Try it
Please print the data again exactly as given.

Saved entries

━━━━━━━━━━━━━━━━

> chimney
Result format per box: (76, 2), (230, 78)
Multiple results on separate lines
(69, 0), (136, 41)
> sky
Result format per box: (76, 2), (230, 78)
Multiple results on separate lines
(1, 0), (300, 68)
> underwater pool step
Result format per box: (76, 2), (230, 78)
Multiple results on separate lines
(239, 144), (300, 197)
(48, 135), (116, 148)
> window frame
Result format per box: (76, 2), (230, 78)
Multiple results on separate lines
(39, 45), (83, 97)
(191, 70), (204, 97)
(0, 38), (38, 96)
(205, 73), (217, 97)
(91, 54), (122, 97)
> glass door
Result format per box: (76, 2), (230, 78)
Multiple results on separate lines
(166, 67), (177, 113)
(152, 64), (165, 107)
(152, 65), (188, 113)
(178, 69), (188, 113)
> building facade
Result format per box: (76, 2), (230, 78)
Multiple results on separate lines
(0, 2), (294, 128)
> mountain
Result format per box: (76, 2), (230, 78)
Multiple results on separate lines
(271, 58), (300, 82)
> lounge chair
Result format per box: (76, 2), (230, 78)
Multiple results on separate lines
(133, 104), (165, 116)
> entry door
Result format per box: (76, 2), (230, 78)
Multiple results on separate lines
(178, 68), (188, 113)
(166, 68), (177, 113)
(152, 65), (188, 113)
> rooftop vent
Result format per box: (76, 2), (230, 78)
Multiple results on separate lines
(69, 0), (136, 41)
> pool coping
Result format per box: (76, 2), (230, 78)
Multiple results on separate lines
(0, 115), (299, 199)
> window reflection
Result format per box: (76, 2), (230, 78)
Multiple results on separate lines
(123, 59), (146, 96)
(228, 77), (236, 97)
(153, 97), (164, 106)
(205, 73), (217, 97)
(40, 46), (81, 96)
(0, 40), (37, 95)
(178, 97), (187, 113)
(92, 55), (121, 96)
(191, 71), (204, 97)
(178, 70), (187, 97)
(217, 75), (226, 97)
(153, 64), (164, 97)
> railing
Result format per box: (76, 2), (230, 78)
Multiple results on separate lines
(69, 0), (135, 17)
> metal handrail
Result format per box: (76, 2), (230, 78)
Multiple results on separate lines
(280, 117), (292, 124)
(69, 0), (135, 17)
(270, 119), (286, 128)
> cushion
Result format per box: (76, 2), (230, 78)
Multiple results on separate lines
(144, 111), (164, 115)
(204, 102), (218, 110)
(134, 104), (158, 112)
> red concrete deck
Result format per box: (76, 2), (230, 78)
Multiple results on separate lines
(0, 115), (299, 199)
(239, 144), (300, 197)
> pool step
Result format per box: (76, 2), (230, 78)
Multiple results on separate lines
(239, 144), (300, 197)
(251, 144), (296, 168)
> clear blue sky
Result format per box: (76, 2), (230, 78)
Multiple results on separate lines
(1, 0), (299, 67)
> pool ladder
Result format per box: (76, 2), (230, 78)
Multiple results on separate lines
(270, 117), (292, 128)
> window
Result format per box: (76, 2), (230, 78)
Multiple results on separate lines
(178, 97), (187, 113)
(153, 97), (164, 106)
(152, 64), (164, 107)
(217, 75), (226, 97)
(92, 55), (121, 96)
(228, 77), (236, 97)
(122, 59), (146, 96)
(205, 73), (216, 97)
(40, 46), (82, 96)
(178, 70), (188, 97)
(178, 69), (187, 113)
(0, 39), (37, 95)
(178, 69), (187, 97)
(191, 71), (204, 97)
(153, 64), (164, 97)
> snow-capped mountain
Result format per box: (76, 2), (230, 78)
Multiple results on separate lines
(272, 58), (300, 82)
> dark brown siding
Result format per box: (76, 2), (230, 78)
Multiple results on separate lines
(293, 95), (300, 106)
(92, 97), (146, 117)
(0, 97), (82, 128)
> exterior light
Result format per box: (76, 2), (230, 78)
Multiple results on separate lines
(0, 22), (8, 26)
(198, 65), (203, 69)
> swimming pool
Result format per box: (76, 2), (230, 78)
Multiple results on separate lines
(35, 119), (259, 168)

━━━━━━━━━━━━━━━━

Solved problem
> chimney
Result format per box: (76, 2), (230, 78)
Multiple results on separate lines
(69, 0), (136, 41)
> sky
Result format per box: (76, 2), (230, 78)
Multiple results on separate lines
(1, 0), (300, 68)
> underwater pool step
Result format per box: (76, 2), (230, 78)
Multiple results on separate lines
(239, 144), (300, 197)
(48, 135), (116, 148)
> window frame
Result format per box: (76, 2), (230, 78)
Multiple results on separate lines
(39, 45), (83, 97)
(191, 70), (204, 97)
(0, 38), (38, 96)
(205, 73), (217, 97)
(91, 54), (122, 97)
> glass door
Result format per box: (76, 2), (230, 78)
Multiple results on separate lines
(166, 67), (177, 113)
(152, 64), (165, 107)
(152, 65), (188, 113)
(178, 69), (188, 113)
> building facade
Result format per box: (76, 2), (230, 78)
Multiple results on separate lines
(0, 2), (294, 128)
> mountain
Result format per box: (76, 2), (230, 78)
Multiple results on separate lines
(271, 58), (300, 82)
> lounge chair
Result format per box: (76, 2), (230, 78)
Multiple results on separate lines
(133, 104), (165, 116)
> entry door
Result format per box: (76, 2), (230, 78)
Multiple results on separate lines
(178, 68), (188, 113)
(166, 68), (177, 113)
(152, 65), (188, 113)
> rooftop vent
Result format per box: (76, 2), (230, 78)
Multiple results on separate lines
(69, 0), (136, 41)
> pool coping
Result format per box: (76, 2), (230, 78)
Multiple results on separate lines
(0, 115), (299, 199)
> window reflection
Result format per box: (76, 2), (230, 78)
Multiple results on separate lines
(123, 59), (146, 96)
(228, 77), (236, 97)
(153, 97), (164, 106)
(205, 73), (217, 97)
(40, 46), (81, 96)
(0, 40), (37, 95)
(178, 97), (187, 113)
(92, 55), (121, 96)
(191, 71), (204, 97)
(178, 70), (187, 97)
(217, 75), (226, 97)
(153, 64), (164, 97)
> railing
Result format per box: (76, 2), (230, 78)
Multiple results on separate lines
(69, 0), (135, 17)
> metal handrail
Result format per box: (76, 2), (230, 78)
Multiple results on separate lines
(280, 117), (292, 124)
(69, 0), (135, 17)
(270, 119), (286, 128)
> cushion
Result format per box: (76, 2), (230, 78)
Multiple results on separate lines
(144, 111), (164, 115)
(204, 102), (218, 110)
(134, 104), (158, 112)
> red concrete deck
Result format per box: (76, 2), (230, 78)
Multiple results on separate lines
(0, 115), (299, 199)
(239, 144), (300, 197)
> pool step
Result format per box: (76, 2), (230, 78)
Multiple results on separate lines
(239, 144), (300, 197)
(251, 144), (296, 168)
> clear blue sky
Result format per box: (76, 2), (230, 78)
Multiple results on separate lines
(1, 0), (299, 67)
> pool ladder
Result format per box: (76, 2), (230, 78)
Multiple results on separate lines
(270, 117), (292, 128)
> window
Result format per box: (76, 2), (230, 78)
Multiple results on separate lines
(178, 97), (187, 113)
(153, 97), (164, 106)
(152, 64), (164, 107)
(217, 75), (226, 97)
(92, 55), (121, 96)
(228, 77), (236, 97)
(122, 59), (146, 96)
(205, 73), (216, 97)
(40, 46), (82, 96)
(178, 70), (188, 97)
(178, 69), (187, 113)
(0, 39), (37, 95)
(178, 69), (187, 97)
(191, 71), (204, 97)
(153, 64), (164, 97)
> snow-capped mountain
Result format per box: (76, 2), (230, 78)
Multiple results on separate lines
(272, 58), (300, 82)
> dark brown siding
Result format per box: (76, 2), (230, 78)
Multiple results on separate lines
(293, 95), (300, 106)
(92, 97), (146, 117)
(0, 97), (82, 128)
> exterior light
Result format per box: (76, 2), (230, 78)
Multiple results on separate lines
(0, 22), (8, 26)
(198, 65), (203, 69)
> swimming pool
Result format per box: (76, 2), (230, 78)
Multiple results on separate lines
(35, 119), (259, 168)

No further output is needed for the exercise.